-- start MATERIALS PROVIDED --

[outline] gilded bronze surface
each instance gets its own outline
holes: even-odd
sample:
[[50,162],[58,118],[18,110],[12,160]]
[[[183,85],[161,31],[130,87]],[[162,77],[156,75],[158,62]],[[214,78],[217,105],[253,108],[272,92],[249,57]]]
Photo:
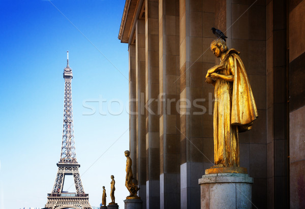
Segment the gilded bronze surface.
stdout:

-- end MATERIALS PROVIDED --

**TASK DESCRIPTION**
Return every line of the items above verbatim, leaving out the pictures.

**RESULT**
[outline] gilded bronze surface
each instance gets its own outline
holes: even-odd
sample:
[[50,162],[58,118],[18,110],[12,160]]
[[[183,85],[161,31],[130,87]],[[162,77],[156,75],[158,62]],[[214,78],[217,105],[253,108],[272,92],[249,57]]]
Photo:
Segment the gilded bronze surface.
stdout:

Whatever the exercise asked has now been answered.